= Electrovite =

Electrovite is manufactured by Dominion Veterinary Laboratories (DVL) Inc., based in Winnipeg, Manitoba. The company is Western Canada's largest manufacturer and distributor of veterinary pharmaceuticals, and describes itself as a family business. DVL has export ties to Trinidad, the Middle East and South Korea and was a 1999 Canada Export Award recipient.

Electrovite is a powder designed to alleviate physiological stress in cattle. It contains 8 vitamins: A, D3, E, B6, B12, folic acid (B9), ascorbic acid (vitamin C), along with a vitamin K derivative, menadione sodium bisulfite DVL adds these vitamins to an electrolyte premix that has 7 mineral salts: magnesium acetate, sodium acetate, calcium acetate, potassium chloride, calcium chloride, sodium chloride and sodium diacetate. DVL packages the product in 300 gram packs, sold for $5.31.

Besides labor costs, the only cost consideration in the manufacture of the vitamins and salts is the prices of the raw chemicals. These raw materials include lemongrass oil, m-Cresol and ethyl acetylacetate.

- **SOURCE MATERIAL**
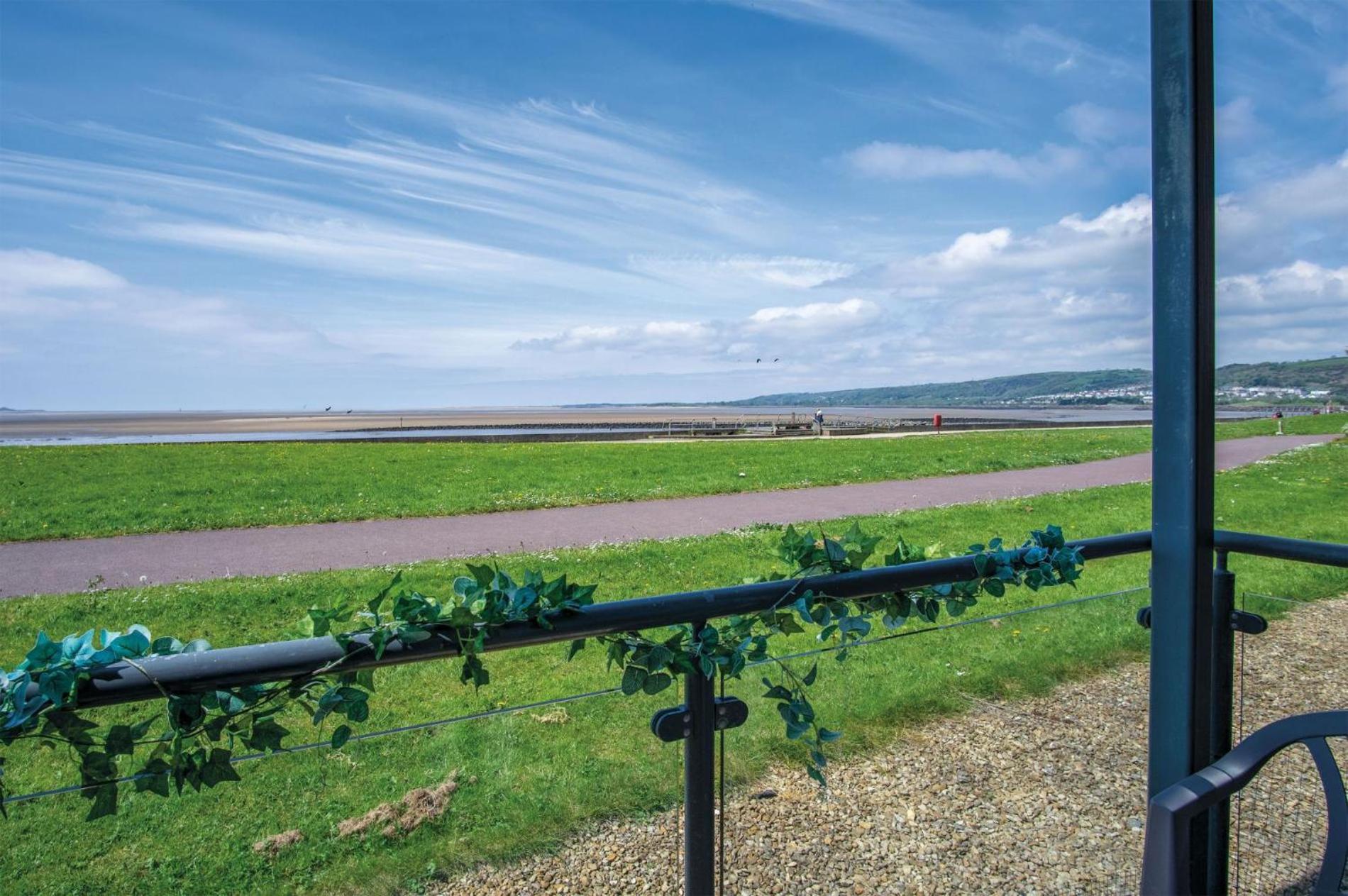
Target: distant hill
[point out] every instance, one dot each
(1324, 374)
(1321, 374)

- **EXERCISE REQUIREMENTS**
Write the next part of the text on Electrovite, picking up after its final sentence. The data has no connection to the text about Electrovite.

- **RESPONSE BELOW**
==Electrolyte Balance in Cattle==

Electrolytes for cattle are part of a nutritional component known as the dietary electrolyte balance. Most causes of stress manifest as an imbalance of some kind in cattle's fluid stability. Electrolyte supplementation, as done with Electrovite, assists in maintaining electrolyte balance, and reduces the need for energy expenditure on the part of the animal to restore/self-regulate this balance. Besides the potential of electrolyte and vitamin solutions to alleviate stress, these additives may directly boost production. Even under stress conditions, supplementing diets with salts can stimulate feed intake. Hence, Electrovite would alleviate physiological stress and provide a boost to milk production.